=== Begin Enclosure ===

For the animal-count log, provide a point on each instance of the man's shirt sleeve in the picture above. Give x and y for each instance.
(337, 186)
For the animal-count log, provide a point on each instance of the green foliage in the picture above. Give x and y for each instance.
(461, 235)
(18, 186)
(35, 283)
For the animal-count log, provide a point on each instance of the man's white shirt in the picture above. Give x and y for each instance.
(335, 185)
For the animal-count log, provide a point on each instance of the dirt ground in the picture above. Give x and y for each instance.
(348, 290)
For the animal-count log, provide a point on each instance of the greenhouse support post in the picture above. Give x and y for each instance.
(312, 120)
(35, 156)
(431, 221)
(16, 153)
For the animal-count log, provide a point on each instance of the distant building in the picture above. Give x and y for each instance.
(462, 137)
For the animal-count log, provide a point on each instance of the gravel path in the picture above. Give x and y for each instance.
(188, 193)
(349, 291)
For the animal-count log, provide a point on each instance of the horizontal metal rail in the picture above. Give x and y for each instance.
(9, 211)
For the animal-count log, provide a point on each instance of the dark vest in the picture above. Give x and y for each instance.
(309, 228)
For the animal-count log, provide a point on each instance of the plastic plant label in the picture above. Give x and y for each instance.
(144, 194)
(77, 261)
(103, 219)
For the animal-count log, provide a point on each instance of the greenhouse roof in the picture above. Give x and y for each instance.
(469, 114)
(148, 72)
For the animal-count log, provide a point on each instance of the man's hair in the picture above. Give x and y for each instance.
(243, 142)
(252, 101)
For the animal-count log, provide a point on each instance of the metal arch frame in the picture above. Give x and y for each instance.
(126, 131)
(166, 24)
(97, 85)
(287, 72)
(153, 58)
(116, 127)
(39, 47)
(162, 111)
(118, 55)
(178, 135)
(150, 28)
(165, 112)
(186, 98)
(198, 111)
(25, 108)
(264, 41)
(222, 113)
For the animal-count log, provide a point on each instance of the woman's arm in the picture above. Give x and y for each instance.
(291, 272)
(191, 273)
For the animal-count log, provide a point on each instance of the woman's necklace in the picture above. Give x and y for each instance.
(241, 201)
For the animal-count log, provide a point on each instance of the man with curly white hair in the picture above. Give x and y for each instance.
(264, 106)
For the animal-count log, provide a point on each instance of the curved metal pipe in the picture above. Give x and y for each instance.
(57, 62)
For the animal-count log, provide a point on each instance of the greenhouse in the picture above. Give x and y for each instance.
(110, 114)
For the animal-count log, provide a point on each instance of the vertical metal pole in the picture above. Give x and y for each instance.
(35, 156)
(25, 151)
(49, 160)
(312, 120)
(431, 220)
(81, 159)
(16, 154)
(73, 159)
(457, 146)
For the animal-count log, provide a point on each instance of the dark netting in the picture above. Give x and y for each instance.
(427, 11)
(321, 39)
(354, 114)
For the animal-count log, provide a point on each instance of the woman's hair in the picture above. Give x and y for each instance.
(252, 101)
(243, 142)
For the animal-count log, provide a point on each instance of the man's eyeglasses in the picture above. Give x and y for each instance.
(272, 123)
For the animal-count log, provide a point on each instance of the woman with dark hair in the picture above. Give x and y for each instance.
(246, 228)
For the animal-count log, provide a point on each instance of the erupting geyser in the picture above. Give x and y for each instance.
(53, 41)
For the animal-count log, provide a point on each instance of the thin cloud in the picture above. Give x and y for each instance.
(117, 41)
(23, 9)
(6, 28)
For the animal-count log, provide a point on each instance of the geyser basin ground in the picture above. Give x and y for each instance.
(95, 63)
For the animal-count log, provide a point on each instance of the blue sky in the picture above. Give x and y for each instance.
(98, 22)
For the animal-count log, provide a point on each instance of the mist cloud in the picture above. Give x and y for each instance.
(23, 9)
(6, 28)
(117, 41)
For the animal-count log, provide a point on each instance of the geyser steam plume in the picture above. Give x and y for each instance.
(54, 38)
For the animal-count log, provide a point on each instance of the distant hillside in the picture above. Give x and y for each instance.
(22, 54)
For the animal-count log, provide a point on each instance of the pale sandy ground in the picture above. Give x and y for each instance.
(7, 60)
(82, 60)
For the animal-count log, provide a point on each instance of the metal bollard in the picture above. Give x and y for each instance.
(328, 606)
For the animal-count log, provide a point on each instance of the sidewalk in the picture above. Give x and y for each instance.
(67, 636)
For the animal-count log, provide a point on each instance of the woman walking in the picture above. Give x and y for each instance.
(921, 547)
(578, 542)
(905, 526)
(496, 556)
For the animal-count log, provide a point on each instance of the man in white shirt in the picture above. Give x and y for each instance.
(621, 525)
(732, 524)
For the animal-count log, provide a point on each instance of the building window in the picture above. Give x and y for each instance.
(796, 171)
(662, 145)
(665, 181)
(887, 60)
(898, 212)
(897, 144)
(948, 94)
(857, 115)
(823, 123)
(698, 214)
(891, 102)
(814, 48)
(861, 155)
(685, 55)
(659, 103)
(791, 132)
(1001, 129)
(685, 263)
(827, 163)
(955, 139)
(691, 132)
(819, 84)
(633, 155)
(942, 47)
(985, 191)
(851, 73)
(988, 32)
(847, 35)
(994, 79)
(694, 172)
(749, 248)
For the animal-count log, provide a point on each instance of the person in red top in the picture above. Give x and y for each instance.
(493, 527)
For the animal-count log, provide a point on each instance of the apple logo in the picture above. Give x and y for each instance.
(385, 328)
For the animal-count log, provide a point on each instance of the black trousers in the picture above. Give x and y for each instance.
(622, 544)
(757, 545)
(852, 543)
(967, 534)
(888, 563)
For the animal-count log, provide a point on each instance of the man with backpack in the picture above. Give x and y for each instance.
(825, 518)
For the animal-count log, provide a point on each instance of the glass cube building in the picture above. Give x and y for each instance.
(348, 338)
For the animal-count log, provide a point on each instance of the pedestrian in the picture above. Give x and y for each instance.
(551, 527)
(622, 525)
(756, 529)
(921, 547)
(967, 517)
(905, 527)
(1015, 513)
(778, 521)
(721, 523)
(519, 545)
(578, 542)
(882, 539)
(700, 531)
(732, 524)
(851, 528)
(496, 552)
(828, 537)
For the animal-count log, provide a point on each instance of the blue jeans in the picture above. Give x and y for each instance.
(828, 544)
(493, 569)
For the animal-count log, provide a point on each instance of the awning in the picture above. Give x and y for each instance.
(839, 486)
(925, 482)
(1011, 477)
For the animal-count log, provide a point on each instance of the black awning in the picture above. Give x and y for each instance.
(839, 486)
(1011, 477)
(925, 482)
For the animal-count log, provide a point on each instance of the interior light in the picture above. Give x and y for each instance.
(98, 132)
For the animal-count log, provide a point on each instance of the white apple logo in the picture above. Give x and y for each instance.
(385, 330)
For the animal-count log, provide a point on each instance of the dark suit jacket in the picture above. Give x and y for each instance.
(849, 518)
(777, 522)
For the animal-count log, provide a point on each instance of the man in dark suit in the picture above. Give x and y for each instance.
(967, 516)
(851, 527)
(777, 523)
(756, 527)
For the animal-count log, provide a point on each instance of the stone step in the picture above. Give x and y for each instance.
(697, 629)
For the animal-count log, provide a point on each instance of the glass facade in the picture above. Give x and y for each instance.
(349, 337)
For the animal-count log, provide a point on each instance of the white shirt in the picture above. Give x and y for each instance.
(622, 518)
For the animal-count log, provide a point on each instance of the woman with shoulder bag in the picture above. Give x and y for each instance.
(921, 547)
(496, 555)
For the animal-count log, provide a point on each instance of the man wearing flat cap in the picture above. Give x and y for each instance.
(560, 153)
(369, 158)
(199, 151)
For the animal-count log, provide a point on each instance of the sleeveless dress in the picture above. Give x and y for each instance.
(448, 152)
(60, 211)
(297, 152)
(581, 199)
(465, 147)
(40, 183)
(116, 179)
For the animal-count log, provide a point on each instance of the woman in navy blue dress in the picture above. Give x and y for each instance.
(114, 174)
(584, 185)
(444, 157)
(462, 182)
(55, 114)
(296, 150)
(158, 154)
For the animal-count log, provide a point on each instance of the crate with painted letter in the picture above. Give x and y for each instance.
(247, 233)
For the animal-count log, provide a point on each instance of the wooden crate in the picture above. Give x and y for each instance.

=== End Enclosure ===

▶ ABOUT THIS EXERCISE
Here the answer is the exact run of lines above, from the line with "of the crate" down to the last, and nothing else.

▶ YOUR SOLUTION
For the animal-count log, provide a point on each instance of the crate with painted letter in the picture above. Give x and y for each instance.
(247, 233)
For the animal-count log, provide a point on each instance of the wooden crate in the picture above. Give x and y for each instance.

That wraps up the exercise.